- **Given problem**: Reproduce the records below word for word, all of them, and leave the pictures out.

+ + +

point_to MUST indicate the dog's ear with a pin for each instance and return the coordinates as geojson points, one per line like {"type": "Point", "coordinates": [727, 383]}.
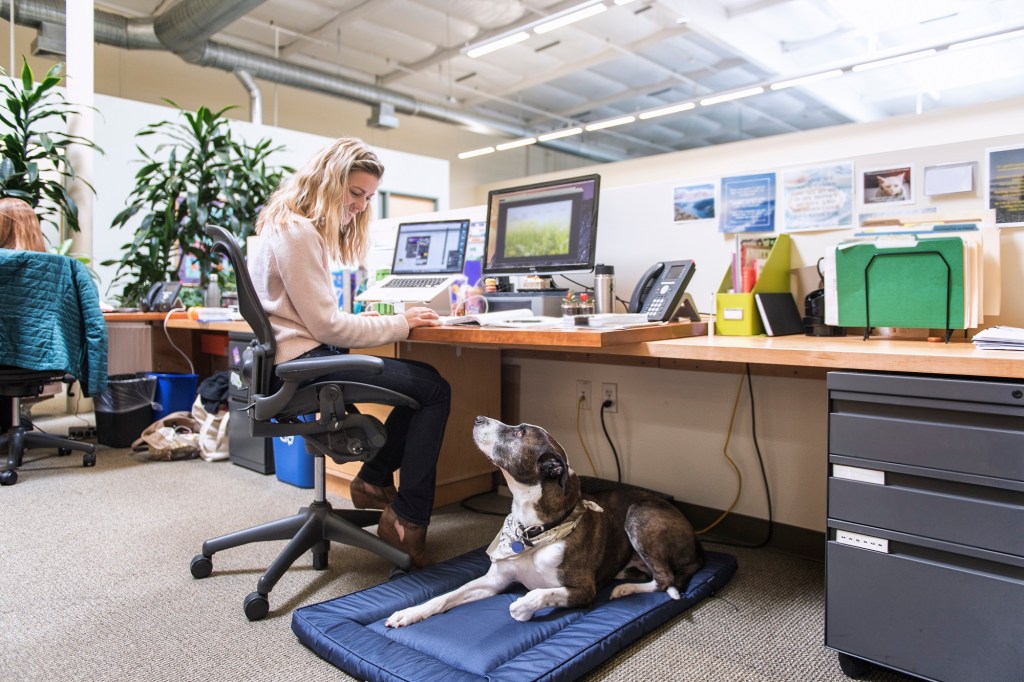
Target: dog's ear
{"type": "Point", "coordinates": [553, 465]}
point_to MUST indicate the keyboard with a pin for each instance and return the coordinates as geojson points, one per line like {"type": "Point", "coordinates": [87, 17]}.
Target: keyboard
{"type": "Point", "coordinates": [415, 283]}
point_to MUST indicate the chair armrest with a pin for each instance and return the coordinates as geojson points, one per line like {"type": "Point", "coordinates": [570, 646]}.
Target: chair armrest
{"type": "Point", "coordinates": [313, 368]}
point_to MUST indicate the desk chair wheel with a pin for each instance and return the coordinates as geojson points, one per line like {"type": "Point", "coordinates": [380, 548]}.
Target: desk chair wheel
{"type": "Point", "coordinates": [201, 566]}
{"type": "Point", "coordinates": [257, 606]}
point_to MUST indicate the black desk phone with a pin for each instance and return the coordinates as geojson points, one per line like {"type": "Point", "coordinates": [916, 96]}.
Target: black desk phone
{"type": "Point", "coordinates": [662, 288]}
{"type": "Point", "coordinates": [161, 297]}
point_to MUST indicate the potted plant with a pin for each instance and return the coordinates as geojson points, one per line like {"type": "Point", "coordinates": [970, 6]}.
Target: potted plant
{"type": "Point", "coordinates": [35, 166]}
{"type": "Point", "coordinates": [198, 174]}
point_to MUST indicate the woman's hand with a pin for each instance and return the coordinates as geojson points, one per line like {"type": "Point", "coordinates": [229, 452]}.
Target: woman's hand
{"type": "Point", "coordinates": [420, 316]}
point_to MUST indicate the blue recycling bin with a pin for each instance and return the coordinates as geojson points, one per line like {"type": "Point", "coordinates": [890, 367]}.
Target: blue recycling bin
{"type": "Point", "coordinates": [175, 392]}
{"type": "Point", "coordinates": [291, 462]}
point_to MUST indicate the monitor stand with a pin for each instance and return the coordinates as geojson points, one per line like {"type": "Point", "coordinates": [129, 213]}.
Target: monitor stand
{"type": "Point", "coordinates": [540, 285]}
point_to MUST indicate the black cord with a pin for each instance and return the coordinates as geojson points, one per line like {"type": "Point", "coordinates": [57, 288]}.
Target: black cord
{"type": "Point", "coordinates": [761, 459]}
{"type": "Point", "coordinates": [614, 453]}
{"type": "Point", "coordinates": [764, 476]}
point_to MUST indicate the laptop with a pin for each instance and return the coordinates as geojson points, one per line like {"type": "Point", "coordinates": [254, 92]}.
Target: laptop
{"type": "Point", "coordinates": [428, 259]}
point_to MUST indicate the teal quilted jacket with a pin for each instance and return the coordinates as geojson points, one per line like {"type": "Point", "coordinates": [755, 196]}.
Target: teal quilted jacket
{"type": "Point", "coordinates": [50, 317]}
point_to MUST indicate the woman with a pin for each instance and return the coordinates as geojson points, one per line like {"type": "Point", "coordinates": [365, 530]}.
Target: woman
{"type": "Point", "coordinates": [318, 215]}
{"type": "Point", "coordinates": [19, 226]}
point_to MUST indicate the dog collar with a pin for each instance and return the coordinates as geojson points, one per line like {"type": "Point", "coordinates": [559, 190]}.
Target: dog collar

+ + +

- **Output of the exercise**:
point_to MUST indicate the dog's ear with a pin for each instance and return the coordinates as geojson points, one per line like {"type": "Point", "coordinates": [727, 383]}.
Target: dog's ear
{"type": "Point", "coordinates": [553, 465]}
point_to MUST indicate the keyboard with a pin for each instance and return the coordinates as geojson points, one per line like {"type": "Point", "coordinates": [87, 17]}.
Target: keyboard
{"type": "Point", "coordinates": [415, 283]}
point_to MUST indicate the chair armrest with a pin for each instance and return the coordinates as geojson points, one per line like {"type": "Point", "coordinates": [570, 646]}.
Target: chair armrest
{"type": "Point", "coordinates": [313, 368]}
point_to MUST indicate the desk chair wheel with a pin for each instance and return the coordinates as geojson points, one per line like {"type": "Point", "coordinates": [380, 548]}.
Target: desk chair wheel
{"type": "Point", "coordinates": [201, 566]}
{"type": "Point", "coordinates": [257, 606]}
point_to MUST indicate the black desk phone with a pin for each instance and return the coordinates as geojson points, one per line like {"type": "Point", "coordinates": [916, 96]}.
Target: black desk phone
{"type": "Point", "coordinates": [662, 288]}
{"type": "Point", "coordinates": [161, 297]}
point_to MUST indicate the potted plant with a pin for each instance and return the coordinates as geojson points, one per line like {"type": "Point", "coordinates": [970, 6]}.
Target: potted plant
{"type": "Point", "coordinates": [35, 166]}
{"type": "Point", "coordinates": [198, 174]}
point_to MUST indicate the woman's hand with a pin for each instance and return the coordinates as geojson points, one per line like {"type": "Point", "coordinates": [229, 452]}.
Target: woman's hand
{"type": "Point", "coordinates": [420, 316]}
point_to MUST indicate the blue recycling bin with a pin for each instance and return the coordinates as geojson points, one per line like {"type": "Point", "coordinates": [890, 367]}.
Target: blue recycling bin
{"type": "Point", "coordinates": [175, 392]}
{"type": "Point", "coordinates": [291, 462]}
point_to MUST indicate the monitor stand with a pin for each instance and return the coordinates as geojson points, one per line like {"type": "Point", "coordinates": [129, 213]}.
Target: monitor stand
{"type": "Point", "coordinates": [540, 285]}
point_to MUST indicate the black cord with a pin for each instance and return the coordinates as geojson points, one per line like {"type": "Point", "coordinates": [57, 288]}.
Target: black cord
{"type": "Point", "coordinates": [761, 459]}
{"type": "Point", "coordinates": [614, 453]}
{"type": "Point", "coordinates": [764, 476]}
point_to MUST indicate the laptop with a pin for each instance and return the coordinates as geojson points, one per line like {"type": "Point", "coordinates": [254, 92]}.
Target: laptop
{"type": "Point", "coordinates": [428, 259]}
point_to MUST indicate the teal quilted jacket with a pin for each instance and return the coordinates as geojson points, one per line like {"type": "Point", "coordinates": [755, 196]}.
Target: teal quilted jacket
{"type": "Point", "coordinates": [50, 317]}
point_to MUST indicate the woman with a pin for each instance and return the coordinates as geojson points, one per line like {"type": "Point", "coordinates": [365, 530]}.
Target: woman
{"type": "Point", "coordinates": [318, 215]}
{"type": "Point", "coordinates": [19, 226]}
point_to MUST indicate the dog collar with a pin for each instance and return the coordinates as geojson points, one per line like {"type": "Point", "coordinates": [559, 190]}.
Target: dog collar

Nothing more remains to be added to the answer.